CHALLENGES
• a. In the text on the 1031 exchange, how many days does the investor have to identify replacement properties?
• b. Write the next few sentences of the text on the 1031 exchange, picking up after its final sentence.

PAGE TEXT
An investor purchases a rental property for $300,000. Five years later our investor sells the property for $500,000. Let’s say, once all the dust settles, the investor gained a total of $165,000 in profit. The problem is, unless re-investing in another property using a 1031 exchange, the taxes due on this will be very steep and amount to a pretty good chunk of the profit.

In order to avoid paying taxes now, the investor purchases another rental using at least the entire gross equity from the sale. As long as he or she accomplishes the new purchase within the specified timeframes, paying taxes can be deferred until selling at a later date. For the replacement property to be considered valid, he or she must meet certain deadlines as listed below:

Important Deadlines

  • The investor MUST identify at least one, and up to three valid properties within 45 days from the date escrow closed on the property sold.
  • The overall exchange period is 180 days to complete the purchase of a qualifying new property. The clock starts ticking from the date of closing the property sold.
  • Just so there’s no confusion, the total time period from sale to purchase is 180 days. The 45 identification period is included within the 180 days.

RECORDS
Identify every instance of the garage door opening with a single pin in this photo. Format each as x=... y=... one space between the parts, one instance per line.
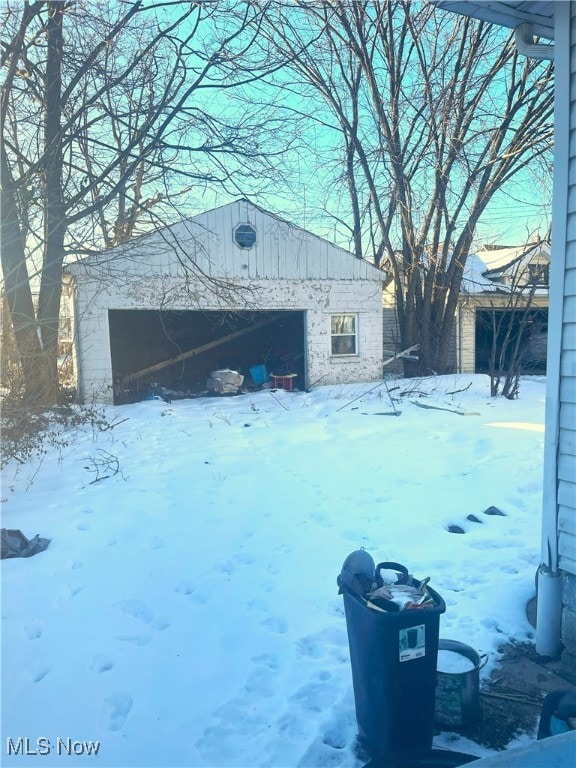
---
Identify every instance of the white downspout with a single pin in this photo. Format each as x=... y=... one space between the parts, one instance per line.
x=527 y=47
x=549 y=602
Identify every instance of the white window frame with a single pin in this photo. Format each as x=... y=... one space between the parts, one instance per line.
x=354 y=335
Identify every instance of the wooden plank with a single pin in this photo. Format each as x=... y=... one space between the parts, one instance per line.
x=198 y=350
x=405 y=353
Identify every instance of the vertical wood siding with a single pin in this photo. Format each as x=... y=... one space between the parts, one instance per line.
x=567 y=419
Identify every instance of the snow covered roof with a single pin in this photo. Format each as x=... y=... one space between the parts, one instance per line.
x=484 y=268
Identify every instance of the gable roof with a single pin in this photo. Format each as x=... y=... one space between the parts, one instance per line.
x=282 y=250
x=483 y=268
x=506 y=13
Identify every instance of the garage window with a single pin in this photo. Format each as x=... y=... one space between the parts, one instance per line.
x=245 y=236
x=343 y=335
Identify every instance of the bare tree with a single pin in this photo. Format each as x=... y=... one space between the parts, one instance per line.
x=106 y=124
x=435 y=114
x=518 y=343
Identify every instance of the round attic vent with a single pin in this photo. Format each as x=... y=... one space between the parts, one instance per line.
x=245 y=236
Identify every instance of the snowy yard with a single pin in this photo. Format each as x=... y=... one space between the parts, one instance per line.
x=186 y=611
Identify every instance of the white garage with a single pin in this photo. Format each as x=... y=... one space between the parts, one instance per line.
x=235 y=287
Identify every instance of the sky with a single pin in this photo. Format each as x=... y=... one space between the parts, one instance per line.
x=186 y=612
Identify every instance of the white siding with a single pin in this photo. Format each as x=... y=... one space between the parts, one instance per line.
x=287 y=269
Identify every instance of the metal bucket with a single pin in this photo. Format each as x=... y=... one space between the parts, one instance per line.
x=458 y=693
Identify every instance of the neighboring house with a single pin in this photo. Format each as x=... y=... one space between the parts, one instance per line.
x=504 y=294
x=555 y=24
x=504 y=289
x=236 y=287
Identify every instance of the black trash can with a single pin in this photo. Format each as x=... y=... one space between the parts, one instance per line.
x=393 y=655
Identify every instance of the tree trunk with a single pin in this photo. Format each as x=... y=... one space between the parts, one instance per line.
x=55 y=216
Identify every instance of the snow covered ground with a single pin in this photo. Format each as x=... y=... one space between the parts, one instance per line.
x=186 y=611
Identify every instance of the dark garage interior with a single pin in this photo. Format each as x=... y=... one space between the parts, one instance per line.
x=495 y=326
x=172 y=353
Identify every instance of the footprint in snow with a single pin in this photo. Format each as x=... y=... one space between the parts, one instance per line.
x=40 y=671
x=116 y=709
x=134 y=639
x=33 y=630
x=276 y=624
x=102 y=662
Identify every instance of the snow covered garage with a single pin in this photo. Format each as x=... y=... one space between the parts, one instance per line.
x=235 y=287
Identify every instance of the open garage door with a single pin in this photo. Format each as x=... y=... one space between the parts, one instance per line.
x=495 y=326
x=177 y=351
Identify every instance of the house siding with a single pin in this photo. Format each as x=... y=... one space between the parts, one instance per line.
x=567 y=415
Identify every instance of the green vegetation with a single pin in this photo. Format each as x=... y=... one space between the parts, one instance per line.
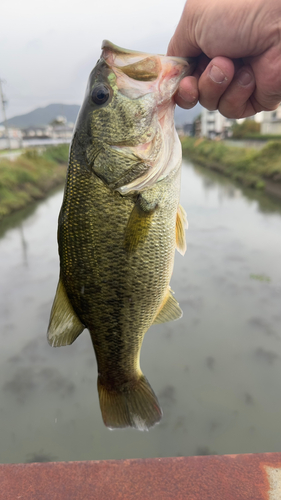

EXERCISE RESULTS
• a. 45 days from the date escrow closed on the property sold.

• b.
Three Types of Exchanges

  1. The 1031 Exchange outlined above is considered a Deferred or Delayed Exchange. The money used in the exchange must be held by a qualified third party (escrow), and dispersed along with escrow closing.
  2. There’s also a Simultaneous 1031 Exchange. This happens when the investor closes on the purchase of a valid replacement property immediately upon sale of the first property.
  3. Last is the Reverse 1031 Exchange. This is when the investor make the new purchase prior to the close of the first property.

Typically, the rental investors we represent are more interested in the continued growth of their equity and their assets, so a 1031 exchange is usually an advantage we can suggest.

As we mentioned above, we are experienced realtors located in Valencia of Santa Clarita, not attorneys or accountants. We make helpful suggestions and explain options, but the final decisions are made by our clients and based on the final advice of their own trusted professionals.